[Stated exercise] Could you reproduce all of the rows below verbatim, changing nothing?

◇ ◇ ◇ ◇ ◇

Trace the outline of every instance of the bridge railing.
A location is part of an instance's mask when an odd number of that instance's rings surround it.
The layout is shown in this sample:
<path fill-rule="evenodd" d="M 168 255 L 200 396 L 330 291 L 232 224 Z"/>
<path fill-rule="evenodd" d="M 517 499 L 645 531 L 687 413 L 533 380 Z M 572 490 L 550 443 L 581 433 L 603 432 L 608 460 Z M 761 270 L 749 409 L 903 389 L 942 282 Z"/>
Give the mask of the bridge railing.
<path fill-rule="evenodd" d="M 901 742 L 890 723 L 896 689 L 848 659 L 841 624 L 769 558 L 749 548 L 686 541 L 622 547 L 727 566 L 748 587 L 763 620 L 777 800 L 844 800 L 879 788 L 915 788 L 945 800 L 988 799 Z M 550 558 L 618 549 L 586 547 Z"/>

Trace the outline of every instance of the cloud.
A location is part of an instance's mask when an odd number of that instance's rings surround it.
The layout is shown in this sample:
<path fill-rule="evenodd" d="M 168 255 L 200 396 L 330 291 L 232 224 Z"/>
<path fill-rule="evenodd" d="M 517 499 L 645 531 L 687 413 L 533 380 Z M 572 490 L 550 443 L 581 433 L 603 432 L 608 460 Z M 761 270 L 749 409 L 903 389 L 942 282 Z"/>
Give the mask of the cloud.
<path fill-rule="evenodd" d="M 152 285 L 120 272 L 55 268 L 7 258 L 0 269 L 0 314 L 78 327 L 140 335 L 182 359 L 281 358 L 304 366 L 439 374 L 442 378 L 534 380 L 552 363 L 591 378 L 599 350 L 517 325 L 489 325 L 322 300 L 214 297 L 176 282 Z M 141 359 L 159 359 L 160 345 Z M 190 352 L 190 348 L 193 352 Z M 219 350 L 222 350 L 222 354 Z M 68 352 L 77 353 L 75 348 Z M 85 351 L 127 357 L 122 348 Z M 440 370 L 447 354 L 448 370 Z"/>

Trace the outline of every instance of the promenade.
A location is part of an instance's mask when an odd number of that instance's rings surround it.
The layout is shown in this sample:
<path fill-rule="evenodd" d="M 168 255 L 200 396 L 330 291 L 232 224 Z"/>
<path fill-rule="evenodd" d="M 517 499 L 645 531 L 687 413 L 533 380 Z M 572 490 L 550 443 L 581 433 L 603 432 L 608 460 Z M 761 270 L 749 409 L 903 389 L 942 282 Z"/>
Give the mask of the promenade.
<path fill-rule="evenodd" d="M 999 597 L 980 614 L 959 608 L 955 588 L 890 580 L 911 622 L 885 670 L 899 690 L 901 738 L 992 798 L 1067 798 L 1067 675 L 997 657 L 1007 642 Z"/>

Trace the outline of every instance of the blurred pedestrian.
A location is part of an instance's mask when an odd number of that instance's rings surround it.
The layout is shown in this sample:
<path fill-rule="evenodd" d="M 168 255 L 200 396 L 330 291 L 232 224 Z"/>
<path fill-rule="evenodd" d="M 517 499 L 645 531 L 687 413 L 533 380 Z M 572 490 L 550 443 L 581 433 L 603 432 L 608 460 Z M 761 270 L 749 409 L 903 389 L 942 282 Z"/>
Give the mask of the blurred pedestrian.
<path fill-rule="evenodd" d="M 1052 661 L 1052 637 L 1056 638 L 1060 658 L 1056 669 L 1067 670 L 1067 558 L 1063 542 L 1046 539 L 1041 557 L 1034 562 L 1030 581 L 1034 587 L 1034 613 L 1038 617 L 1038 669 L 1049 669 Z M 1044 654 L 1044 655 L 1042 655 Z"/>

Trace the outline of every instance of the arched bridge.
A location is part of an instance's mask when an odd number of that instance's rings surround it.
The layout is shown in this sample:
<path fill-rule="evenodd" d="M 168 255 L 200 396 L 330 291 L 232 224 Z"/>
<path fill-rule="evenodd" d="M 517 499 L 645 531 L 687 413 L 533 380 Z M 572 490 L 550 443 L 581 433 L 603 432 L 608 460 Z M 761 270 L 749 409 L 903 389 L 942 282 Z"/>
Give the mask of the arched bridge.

◇ ◇ ◇ ◇ ◇

[Complete response]
Trace the outline of every instance of the bridge railing.
A location is part of an instance's mask when an odd number of that instance's rings surround it.
The layout is shown in this sample:
<path fill-rule="evenodd" d="M 168 255 L 200 396 L 330 291 L 232 224 Z"/>
<path fill-rule="evenodd" d="M 517 499 L 645 531 L 687 413 L 533 380 Z M 572 490 L 550 443 L 581 433 L 603 432 L 608 460 Z M 761 270 L 749 409 L 903 389 L 942 282 Z"/>
Give the mask of the bridge railing.
<path fill-rule="evenodd" d="M 901 742 L 890 723 L 896 689 L 848 659 L 841 624 L 769 558 L 749 548 L 686 541 L 622 547 L 727 566 L 748 587 L 763 620 L 777 800 L 844 800 L 879 788 L 915 788 L 945 800 L 988 799 Z M 550 558 L 618 549 L 586 547 Z"/>

Trace the outline of every instance of the cloud.
A location is part of an instance's mask when an odd number of that instance's rings surround it.
The layout is shown in this sample:
<path fill-rule="evenodd" d="M 168 255 L 200 396 L 330 291 L 232 224 Z"/>
<path fill-rule="evenodd" d="M 517 499 L 645 531 L 687 413 L 533 380 Z M 572 490 L 550 443 L 581 433 L 603 432 L 608 460 Z M 761 270 L 749 409 L 903 389 L 942 282 Z"/>
Give the mask of the cloud.
<path fill-rule="evenodd" d="M 152 285 L 120 272 L 55 268 L 7 258 L 0 269 L 0 314 L 78 327 L 140 335 L 182 359 L 281 358 L 304 366 L 439 374 L 442 378 L 534 380 L 552 363 L 591 378 L 599 350 L 517 325 L 489 325 L 322 300 L 214 297 L 176 282 Z M 141 359 L 159 359 L 160 345 Z M 190 352 L 190 348 L 193 352 Z M 219 350 L 222 350 L 222 354 Z M 68 352 L 77 353 L 75 348 Z M 85 351 L 127 357 L 122 348 Z M 440 370 L 447 354 L 448 370 Z"/>

Trace the outline of every instance of the promenade.
A location is part of an instance's mask when an odd number of that instance's rings surround it.
The layout is shown in this sample:
<path fill-rule="evenodd" d="M 168 255 L 200 396 L 330 291 L 232 224 Z"/>
<path fill-rule="evenodd" d="M 517 499 L 645 531 L 687 413 L 533 380 Z M 572 490 L 550 443 L 581 433 L 603 432 L 608 460 Z M 761 270 L 749 409 L 903 389 L 942 282 Z"/>
Give the mask of the promenade.
<path fill-rule="evenodd" d="M 999 597 L 980 614 L 959 608 L 955 588 L 890 580 L 911 622 L 885 670 L 899 690 L 901 738 L 992 798 L 1067 798 L 1067 675 L 997 657 L 1007 642 Z"/>

Trace the outline of every instance of the blurred pedestrian.
A location is part of an instance's mask when an odd number of that instance's rings surround it.
The layout is shown in this sample:
<path fill-rule="evenodd" d="M 168 255 L 200 396 L 330 291 L 232 224 Z"/>
<path fill-rule="evenodd" d="M 517 499 L 645 531 L 687 413 L 533 380 Z M 572 490 L 550 443 L 581 433 L 603 432 L 608 460 Z M 761 270 L 749 409 L 903 389 L 942 282 Z"/>
Give the mask of the blurred pedestrian.
<path fill-rule="evenodd" d="M 1052 661 L 1052 637 L 1056 638 L 1060 658 L 1056 669 L 1067 670 L 1067 558 L 1063 542 L 1046 539 L 1041 557 L 1034 562 L 1030 581 L 1034 587 L 1034 613 L 1038 617 L 1038 669 L 1049 669 Z M 1044 654 L 1044 655 L 1042 655 Z"/>

Trace the outline of every instance of the arched bridge.
A location is part of an instance's mask when an odd number of that instance's rings surround it.
The layout is shown in this sample:
<path fill-rule="evenodd" d="M 168 255 L 200 396 L 330 291 L 232 224 Z"/>
<path fill-rule="evenodd" d="M 517 499 L 645 531 L 687 413 L 533 380 Z M 572 490 L 550 443 L 581 433 L 603 432 L 608 460 Z M 761 270 L 749 409 L 903 389 L 942 282 Z"/>
Give the mask of the arched bridge.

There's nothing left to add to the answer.